Directive:
Pick out each line of the items containing the string "background", and copy those lines.

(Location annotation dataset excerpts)
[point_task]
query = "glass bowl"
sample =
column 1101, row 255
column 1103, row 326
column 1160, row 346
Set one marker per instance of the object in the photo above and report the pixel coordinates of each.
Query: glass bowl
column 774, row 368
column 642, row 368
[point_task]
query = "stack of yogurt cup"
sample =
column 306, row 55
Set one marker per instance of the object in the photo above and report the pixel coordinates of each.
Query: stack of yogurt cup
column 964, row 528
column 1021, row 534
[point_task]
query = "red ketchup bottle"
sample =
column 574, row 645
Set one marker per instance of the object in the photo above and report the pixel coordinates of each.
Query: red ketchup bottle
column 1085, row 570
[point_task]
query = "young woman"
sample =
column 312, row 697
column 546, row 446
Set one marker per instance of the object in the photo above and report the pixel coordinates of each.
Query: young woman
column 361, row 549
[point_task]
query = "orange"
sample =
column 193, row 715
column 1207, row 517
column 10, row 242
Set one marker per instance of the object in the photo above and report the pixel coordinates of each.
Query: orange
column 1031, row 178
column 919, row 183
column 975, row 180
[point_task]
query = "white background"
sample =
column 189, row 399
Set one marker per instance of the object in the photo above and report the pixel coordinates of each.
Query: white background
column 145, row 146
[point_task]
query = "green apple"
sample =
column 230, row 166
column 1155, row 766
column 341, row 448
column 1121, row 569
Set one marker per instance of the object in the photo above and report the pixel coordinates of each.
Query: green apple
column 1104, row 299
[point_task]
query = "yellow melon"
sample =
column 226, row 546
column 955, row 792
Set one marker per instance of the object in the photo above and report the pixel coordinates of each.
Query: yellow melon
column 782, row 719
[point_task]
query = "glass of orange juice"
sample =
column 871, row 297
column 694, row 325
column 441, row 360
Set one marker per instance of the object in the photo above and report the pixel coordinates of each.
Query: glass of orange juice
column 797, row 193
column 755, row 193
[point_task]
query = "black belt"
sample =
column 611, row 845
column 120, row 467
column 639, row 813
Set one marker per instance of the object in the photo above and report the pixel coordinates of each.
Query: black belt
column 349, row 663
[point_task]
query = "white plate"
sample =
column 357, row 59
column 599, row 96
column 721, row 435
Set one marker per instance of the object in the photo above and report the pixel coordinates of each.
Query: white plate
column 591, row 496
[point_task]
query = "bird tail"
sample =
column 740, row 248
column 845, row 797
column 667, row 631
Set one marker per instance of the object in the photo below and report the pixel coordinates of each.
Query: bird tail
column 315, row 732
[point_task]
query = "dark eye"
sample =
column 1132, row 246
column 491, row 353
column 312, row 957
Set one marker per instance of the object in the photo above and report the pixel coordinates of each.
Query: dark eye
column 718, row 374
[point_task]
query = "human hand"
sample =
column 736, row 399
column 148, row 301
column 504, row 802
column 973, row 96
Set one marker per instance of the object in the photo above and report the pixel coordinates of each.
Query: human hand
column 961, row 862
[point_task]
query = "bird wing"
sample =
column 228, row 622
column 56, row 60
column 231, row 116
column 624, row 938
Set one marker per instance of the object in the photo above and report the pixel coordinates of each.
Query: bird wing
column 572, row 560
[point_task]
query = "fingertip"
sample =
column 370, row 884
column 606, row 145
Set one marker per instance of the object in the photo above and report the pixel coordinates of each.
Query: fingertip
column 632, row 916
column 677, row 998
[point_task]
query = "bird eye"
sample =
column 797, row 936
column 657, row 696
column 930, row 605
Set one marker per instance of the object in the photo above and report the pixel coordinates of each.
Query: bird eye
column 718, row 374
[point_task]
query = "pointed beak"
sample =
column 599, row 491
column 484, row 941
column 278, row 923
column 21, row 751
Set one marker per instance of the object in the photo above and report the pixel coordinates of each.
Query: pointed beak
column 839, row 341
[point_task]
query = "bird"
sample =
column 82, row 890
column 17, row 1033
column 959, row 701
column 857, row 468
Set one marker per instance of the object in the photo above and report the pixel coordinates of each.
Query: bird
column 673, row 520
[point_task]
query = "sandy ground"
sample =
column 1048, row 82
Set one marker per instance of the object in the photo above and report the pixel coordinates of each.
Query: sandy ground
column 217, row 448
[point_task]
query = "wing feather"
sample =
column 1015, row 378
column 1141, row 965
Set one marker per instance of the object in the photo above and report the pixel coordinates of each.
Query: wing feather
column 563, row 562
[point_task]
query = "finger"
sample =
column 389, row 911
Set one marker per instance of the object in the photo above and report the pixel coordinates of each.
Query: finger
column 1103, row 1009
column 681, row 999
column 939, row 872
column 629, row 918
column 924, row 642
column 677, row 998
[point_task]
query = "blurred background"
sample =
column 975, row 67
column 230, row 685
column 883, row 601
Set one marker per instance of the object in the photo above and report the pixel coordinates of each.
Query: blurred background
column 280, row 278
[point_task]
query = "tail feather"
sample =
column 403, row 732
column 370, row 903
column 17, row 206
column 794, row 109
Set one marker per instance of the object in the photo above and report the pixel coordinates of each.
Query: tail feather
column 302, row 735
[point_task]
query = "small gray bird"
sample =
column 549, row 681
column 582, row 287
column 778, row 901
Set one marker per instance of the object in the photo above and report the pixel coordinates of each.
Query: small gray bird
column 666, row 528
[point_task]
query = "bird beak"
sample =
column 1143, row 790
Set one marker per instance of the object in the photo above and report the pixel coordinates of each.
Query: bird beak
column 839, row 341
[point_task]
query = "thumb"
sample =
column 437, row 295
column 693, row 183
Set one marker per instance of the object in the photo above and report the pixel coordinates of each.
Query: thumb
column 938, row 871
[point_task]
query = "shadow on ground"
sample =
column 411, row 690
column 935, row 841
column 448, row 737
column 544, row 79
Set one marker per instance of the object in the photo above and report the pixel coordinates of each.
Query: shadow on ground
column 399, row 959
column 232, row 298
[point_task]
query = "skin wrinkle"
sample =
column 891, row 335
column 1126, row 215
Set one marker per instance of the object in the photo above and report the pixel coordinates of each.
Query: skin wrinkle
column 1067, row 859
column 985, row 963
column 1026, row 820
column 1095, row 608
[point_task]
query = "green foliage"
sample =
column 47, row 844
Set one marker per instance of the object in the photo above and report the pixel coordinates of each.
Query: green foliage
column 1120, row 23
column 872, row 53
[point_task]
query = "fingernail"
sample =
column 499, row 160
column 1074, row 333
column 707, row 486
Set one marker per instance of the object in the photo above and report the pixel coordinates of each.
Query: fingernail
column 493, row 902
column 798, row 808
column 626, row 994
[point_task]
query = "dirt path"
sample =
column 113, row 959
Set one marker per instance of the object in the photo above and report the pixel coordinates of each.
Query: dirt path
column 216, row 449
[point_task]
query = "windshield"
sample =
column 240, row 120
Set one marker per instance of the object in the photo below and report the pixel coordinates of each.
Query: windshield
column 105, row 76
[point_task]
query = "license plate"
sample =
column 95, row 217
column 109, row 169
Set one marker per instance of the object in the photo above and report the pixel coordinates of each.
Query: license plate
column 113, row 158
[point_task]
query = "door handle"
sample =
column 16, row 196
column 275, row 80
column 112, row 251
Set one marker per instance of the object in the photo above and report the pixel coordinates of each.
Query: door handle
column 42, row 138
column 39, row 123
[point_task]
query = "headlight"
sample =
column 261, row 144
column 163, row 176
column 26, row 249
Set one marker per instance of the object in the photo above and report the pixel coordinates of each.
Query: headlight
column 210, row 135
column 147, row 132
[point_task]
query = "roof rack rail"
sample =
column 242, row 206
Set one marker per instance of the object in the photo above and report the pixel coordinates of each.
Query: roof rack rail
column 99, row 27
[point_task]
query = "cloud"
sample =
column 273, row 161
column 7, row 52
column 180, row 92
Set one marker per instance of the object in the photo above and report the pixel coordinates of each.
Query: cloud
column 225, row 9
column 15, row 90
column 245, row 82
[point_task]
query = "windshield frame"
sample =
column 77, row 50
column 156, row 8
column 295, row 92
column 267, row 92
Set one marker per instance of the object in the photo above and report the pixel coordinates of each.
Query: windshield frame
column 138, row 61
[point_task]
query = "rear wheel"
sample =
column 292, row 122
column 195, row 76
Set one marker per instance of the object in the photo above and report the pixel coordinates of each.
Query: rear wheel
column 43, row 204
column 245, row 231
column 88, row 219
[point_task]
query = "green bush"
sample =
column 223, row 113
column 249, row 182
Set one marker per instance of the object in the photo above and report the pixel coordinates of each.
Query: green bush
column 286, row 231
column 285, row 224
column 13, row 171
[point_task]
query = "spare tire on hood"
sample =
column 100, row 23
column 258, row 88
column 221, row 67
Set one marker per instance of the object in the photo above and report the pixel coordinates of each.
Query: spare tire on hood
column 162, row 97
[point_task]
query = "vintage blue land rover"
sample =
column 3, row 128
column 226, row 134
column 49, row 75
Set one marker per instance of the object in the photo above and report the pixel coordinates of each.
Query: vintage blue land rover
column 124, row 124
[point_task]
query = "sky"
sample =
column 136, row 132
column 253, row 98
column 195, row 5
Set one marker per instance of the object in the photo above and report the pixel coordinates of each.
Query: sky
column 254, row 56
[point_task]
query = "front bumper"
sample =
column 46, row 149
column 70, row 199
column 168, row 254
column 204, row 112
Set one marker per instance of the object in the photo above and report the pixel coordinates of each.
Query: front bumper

Exercise response:
query = "white background"
Query: white background
query = "blurred background"
Query: blurred background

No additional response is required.